→ TASK INSTRUCTIONS:
List every line below that contains the string "woman", copying each such line in full. The match is case-sensitive.

→ MATERIAL FOR THE TASK:
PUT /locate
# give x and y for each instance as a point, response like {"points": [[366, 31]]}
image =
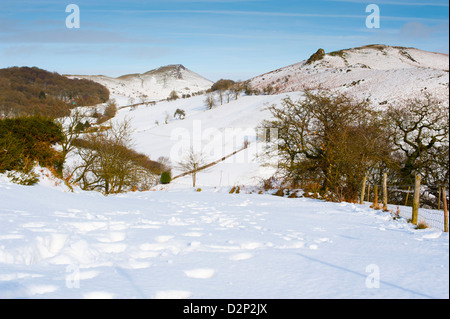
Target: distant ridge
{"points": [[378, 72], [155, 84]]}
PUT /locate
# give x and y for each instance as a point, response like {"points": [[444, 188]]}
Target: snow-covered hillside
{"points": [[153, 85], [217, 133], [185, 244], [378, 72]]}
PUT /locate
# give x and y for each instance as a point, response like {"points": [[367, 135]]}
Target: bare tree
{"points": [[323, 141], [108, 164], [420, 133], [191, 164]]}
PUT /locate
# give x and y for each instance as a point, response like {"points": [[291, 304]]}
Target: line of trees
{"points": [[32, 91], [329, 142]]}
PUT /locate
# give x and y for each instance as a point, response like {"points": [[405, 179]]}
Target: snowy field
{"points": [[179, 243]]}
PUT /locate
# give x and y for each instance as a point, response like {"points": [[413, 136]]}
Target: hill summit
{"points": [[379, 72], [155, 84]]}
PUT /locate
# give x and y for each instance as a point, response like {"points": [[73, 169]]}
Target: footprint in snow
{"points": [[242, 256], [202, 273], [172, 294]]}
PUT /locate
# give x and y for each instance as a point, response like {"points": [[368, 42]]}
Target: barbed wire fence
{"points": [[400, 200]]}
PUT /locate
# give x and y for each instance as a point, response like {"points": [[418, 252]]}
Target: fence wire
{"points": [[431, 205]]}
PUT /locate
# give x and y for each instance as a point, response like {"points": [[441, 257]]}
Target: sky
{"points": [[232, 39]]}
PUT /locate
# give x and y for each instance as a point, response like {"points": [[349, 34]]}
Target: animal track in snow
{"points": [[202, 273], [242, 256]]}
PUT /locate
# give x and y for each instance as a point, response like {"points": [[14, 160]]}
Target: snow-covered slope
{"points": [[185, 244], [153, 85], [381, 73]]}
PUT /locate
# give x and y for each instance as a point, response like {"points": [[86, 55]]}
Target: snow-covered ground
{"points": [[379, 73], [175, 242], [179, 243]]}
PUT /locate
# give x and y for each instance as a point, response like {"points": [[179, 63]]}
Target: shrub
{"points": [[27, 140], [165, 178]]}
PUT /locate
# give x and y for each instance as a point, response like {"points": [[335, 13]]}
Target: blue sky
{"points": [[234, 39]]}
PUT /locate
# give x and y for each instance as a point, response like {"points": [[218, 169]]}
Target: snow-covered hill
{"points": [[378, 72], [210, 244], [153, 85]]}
...
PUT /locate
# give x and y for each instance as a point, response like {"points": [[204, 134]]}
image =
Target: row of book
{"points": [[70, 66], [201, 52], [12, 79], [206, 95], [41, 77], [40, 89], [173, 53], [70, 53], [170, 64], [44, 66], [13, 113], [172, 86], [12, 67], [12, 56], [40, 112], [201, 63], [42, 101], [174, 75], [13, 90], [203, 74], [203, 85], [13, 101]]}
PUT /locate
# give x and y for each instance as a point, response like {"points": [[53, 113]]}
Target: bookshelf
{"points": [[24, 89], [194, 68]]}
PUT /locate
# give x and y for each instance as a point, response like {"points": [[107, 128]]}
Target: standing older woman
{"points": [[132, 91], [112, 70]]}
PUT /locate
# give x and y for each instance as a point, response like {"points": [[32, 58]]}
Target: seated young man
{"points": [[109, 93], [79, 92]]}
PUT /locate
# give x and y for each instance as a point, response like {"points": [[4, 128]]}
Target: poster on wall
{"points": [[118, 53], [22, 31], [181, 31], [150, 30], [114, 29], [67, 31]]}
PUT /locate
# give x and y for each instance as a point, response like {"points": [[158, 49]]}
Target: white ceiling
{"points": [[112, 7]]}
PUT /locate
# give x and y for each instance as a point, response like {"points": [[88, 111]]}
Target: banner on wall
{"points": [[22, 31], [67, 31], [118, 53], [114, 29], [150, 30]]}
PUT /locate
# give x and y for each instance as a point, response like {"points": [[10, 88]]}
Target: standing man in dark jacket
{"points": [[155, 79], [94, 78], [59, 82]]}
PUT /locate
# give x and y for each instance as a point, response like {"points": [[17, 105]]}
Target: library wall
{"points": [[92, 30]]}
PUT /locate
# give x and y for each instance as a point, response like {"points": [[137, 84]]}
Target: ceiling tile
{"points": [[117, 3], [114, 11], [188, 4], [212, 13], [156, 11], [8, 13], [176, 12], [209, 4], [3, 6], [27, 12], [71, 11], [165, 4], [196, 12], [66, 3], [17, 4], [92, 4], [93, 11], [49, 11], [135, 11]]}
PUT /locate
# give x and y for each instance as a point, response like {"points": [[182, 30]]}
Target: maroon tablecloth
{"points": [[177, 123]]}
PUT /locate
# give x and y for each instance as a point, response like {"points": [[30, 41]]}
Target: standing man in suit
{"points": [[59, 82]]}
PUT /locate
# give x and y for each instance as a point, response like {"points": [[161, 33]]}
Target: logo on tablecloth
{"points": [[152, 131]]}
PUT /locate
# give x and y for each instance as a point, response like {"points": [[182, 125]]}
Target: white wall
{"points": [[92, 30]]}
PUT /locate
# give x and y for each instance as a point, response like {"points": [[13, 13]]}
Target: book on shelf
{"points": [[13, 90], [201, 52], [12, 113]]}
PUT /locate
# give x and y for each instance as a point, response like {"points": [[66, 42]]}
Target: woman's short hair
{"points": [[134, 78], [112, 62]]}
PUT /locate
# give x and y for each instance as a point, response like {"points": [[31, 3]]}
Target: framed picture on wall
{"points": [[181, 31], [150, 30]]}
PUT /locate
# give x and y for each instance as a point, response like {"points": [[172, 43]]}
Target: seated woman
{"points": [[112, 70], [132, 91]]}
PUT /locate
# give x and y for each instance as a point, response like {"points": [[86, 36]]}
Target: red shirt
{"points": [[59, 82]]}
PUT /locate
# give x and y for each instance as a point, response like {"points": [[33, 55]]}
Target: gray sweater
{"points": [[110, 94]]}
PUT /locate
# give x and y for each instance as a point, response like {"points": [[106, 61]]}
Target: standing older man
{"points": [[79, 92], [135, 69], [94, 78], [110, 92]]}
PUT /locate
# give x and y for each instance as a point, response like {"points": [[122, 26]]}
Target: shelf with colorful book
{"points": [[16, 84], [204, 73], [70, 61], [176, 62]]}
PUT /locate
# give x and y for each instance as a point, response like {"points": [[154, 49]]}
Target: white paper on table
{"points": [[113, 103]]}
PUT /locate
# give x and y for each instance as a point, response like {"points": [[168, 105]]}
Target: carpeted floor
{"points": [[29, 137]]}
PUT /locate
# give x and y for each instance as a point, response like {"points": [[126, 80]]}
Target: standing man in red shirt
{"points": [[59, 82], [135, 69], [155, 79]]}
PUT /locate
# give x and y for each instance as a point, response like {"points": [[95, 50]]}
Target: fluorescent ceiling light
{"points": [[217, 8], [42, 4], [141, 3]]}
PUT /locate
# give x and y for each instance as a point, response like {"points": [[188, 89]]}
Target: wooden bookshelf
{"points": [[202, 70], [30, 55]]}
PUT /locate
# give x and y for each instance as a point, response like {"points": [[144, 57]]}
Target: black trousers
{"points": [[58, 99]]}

→ RESPONSE TO THE TASK:
Target: standing older woman
Target: woman's short hair
Target: seated woman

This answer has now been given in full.